▶ _Given problem 1_
Find each line in the entries below that contains the word "tree", and copy those lines.

▶ _Supplied text_

>> Start

6.1.3 Task Allocation—Allocate tasks to workers or machines. This will be based primarily on the knowledge base,
that is, experience with similar designs.
6.1.4 Job Evaluation—Determine the workforce capabilities

and limitations that will be required by the process. Analyze
the anticipated performance requirements of the processes.
Evaluate the jobs and conduct an occupational ergonomic risk
analysis. Examples of elements to consider may be found in
Appendix X1.
6.1.4.1 If worker capabilities or limitations are not
exceeded—Add the information to the project knowledge base
and continue to the next level of evaluation.
6.1.4.2 If worker capabilities or limitations are exceeded—
Modify the business outcome, task allocation, or add controls
(engineering or administrative or both).
(1) Change the business outcome—It may be possible to
modify the product or service as defined in the business
outcome.
(2) Modify the task allocation—Review the task allocation
and, if possible, modify those issues that have caused the
conflict, including engineering or administrative controls or
both or reallocation of tasks to machines. After modifying the
task allocation, repeat the analysis.
(3) Defer action—If the task allocation cannot be altered,
defer action to a later iteration.
6.1.4.3 If no conclusion can be easily reached or if the
extent of worker interaction has not yet been determined—If
there is insufficient knowledge or if the job demands appear to
be close to performance limits, either modify the task allocation so that the requirements do not exceed worker capabilities
and limitations, plan for controls at a later stage, or include
other considerations that may help decide if changes are
needed. In this event, several steps can be taken:
(1) Estimate the relative likelihood or severity of loss or
failure.

(2) Determine if controls are feasible.
(3) Determine if controls can be added at a later stage in the
process so that action is not required during this stage.

>> End

▶ _Given problem 2_
Return the part of the job evaluation text above, word for word, starting with "(2) Modify the" and going on through "a later iteration.".

▶ _Exercise material_
>> Start

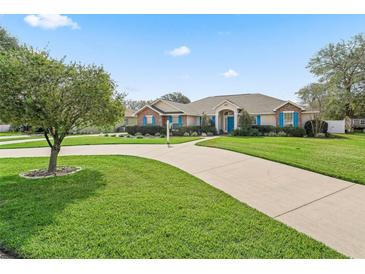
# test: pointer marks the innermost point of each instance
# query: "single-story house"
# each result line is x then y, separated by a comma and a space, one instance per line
224, 112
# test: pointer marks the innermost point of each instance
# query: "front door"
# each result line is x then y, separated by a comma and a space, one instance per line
230, 124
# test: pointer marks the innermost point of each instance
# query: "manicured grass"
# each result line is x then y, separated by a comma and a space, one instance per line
341, 157
19, 138
130, 207
99, 140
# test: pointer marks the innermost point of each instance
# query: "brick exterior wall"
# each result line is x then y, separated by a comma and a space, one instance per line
148, 111
159, 120
289, 107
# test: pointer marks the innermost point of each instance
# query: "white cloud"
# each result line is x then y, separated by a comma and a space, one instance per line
50, 21
180, 51
230, 73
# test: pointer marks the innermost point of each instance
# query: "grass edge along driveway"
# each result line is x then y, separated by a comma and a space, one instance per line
341, 157
131, 207
101, 140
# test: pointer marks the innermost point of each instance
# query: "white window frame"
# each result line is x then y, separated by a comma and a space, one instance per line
292, 118
149, 119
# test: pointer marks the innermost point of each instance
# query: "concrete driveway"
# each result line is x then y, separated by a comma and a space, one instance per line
329, 210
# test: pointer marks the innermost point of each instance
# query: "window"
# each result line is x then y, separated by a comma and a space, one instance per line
288, 118
149, 119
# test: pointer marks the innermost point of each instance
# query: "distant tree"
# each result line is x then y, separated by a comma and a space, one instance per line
7, 42
137, 104
315, 95
177, 97
342, 67
57, 97
245, 120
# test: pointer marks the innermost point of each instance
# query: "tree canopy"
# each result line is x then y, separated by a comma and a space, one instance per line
341, 66
7, 42
43, 92
177, 97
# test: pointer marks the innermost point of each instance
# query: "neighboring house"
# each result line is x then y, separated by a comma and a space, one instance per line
224, 112
129, 118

>> End

▶ _Result 1_
# query: "distant tree"
# query: "tree canopy"

▶ _Result 2_
(2) Modify the task allocation—Review the task allocation
and, if possible, modify those issues that have caused the
conflict, including engineering or administrative controls or
both or reallocation of tasks to machines. After modifying the
task allocation, repeat the analysis.
(3) Defer action—If the task allocation cannot be altered,
defer action to a later iteration.